▶ [Task brief] Reproduce every line of the data, starting with the first and going on through the line containing "(194, 1202)". Offset each coordinate in the answers by adding 105 to both of its numbers.

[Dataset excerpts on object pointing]
-=-=-

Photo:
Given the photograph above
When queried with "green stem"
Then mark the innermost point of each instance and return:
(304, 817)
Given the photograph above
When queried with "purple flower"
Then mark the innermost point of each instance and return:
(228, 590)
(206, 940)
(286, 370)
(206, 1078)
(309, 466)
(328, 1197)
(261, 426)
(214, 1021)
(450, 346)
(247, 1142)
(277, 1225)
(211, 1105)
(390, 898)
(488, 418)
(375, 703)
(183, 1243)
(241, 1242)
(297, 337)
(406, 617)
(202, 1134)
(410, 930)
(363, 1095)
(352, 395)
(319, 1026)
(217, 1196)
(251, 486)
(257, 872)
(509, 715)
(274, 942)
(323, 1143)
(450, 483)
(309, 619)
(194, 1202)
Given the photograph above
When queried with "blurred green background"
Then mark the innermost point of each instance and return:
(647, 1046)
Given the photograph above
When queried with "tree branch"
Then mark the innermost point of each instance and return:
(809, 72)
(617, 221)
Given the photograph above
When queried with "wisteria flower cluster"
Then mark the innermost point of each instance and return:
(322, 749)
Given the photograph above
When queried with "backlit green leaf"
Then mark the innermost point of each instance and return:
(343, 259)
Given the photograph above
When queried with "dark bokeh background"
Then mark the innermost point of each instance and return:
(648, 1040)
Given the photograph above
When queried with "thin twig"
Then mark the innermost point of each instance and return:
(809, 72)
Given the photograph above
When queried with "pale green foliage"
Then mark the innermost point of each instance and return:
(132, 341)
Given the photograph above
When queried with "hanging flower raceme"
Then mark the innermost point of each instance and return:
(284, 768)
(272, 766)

-=-=-

▶ [Completed exercise]
Photo:
Given the photograph above
When queried with "green stem"
Then mark the innermost point of each instance and return:
(409, 922)
Given the photograph above
When queried with "purple flower"
Then mark the innermost point of each instance and return:
(333, 695)
(311, 1045)
(391, 475)
(311, 1183)
(414, 571)
(433, 1302)
(366, 531)
(319, 1126)
(555, 451)
(352, 1247)
(382, 1330)
(316, 1210)
(495, 1003)
(593, 523)
(480, 808)
(288, 1348)
(346, 1347)
(402, 442)
(511, 722)
(307, 1239)
(515, 1035)
(468, 1200)
(457, 500)
(424, 1131)
(322, 1301)
(356, 591)
(362, 977)
(614, 820)
(379, 1047)
(428, 1248)
(555, 588)
(414, 724)
(299, 1307)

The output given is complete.